- _WHAT THE TASK REQUIRES_:
In the records that follow, count each line where the string "tree" occurs. Provide the total and no other text.

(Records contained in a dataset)
..........

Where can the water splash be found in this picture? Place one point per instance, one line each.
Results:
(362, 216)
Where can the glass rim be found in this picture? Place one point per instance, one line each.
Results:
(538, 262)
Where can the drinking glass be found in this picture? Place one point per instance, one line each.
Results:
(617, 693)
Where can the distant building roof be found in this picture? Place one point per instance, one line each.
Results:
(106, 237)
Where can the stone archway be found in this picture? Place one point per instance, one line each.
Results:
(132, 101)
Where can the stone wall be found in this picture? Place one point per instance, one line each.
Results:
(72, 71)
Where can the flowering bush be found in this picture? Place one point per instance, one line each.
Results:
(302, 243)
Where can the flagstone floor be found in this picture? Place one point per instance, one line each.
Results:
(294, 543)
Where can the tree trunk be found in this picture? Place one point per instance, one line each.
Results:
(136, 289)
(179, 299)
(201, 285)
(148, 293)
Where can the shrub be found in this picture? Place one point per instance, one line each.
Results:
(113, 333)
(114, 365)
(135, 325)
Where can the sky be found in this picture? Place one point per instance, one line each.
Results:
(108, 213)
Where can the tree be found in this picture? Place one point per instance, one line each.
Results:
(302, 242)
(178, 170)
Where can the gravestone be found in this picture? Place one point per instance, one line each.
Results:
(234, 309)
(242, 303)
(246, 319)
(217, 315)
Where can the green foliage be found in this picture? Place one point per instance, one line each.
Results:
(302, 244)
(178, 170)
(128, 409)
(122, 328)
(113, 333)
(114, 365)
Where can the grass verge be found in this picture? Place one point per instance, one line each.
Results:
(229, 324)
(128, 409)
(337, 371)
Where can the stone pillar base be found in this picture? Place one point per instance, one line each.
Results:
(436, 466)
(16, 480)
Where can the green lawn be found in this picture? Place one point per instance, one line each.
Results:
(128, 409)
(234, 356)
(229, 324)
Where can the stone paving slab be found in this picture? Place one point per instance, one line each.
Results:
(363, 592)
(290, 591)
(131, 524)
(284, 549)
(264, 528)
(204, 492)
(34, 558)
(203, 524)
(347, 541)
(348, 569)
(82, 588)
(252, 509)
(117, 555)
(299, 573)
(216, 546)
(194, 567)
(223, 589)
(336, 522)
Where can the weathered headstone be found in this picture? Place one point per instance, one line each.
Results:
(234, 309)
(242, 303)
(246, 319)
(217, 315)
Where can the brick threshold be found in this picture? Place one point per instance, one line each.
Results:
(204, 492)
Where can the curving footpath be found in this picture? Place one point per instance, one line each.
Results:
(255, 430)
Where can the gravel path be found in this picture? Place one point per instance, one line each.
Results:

..........

- _RESPONSE FOR THIS EXERCISE_:
2